> [GIVEN PASSAGE]
====================

Struggling businesses were just getting back on their feet after the U.K.’s first national lockdown sparked the country’s deepest recession in over a century. Now they face another six months of hardship after Prime Minister Boris Johnson unveiled a fresh tranche of coronavirus restrictions that will last until spring 2021.

Johnson’s announcement immediately put pressure onto Chancellor Rishi Sunak to set out how the government intends to protect jobs and help businesses through the autumn and winter, just as it winds up its support programs.

The Treasury has been considering a plan from business leaders for the state to top up wages of employees who return, but has so far rebuffed calls to extend the furlough program in full. “I don’t think the chancellor is minded to wholesale extend the furlough scheme,” First Secretary of State Dominic Raab told Sky News on Wednesday. “We are looking at targeted measures.”

====================

> [DATA FOR ANALYSIS]
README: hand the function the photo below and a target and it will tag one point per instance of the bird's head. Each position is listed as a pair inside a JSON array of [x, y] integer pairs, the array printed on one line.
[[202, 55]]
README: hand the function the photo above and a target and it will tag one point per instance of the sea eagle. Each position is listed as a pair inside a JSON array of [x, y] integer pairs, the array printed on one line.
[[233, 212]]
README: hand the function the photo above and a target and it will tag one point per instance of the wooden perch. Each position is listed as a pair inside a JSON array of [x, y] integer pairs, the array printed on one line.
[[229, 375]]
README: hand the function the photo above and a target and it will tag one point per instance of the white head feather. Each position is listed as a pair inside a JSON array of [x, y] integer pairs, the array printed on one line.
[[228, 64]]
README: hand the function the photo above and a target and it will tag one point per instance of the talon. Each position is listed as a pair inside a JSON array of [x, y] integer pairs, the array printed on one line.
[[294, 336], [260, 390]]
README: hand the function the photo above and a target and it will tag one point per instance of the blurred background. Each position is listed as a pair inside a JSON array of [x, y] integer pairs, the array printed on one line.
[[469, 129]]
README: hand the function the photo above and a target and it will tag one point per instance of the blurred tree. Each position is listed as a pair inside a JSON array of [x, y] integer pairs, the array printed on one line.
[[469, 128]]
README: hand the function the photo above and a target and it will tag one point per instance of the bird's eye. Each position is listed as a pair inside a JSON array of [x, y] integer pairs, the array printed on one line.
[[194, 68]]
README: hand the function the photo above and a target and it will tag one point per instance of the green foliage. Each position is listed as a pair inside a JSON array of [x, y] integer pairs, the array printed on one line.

====================

> [REQUIRED ACTION 1] In the passage on the U.K. coronavirus restrictions, until when will the fresh tranche of restrictions last?
> [REQUIRED ACTION 2] Reproduce the portion of the passage on the U.K. coronavirus restrictions that begins at the words "Struggling businesses were" and stops after "until spring 2021.".

> [ANSWER BOX 1] Until spring 2021.

> [ANSWER BOX 2]
Struggling businesses were just getting back on their feet after the U.K.’s first national lockdown sparked the country’s deepest recession in over a century. Now they face another six months of hardship after Prime Minister Boris Johnson unveiled a fresh tranche of coronavirus restrictions that will last until spring 2021.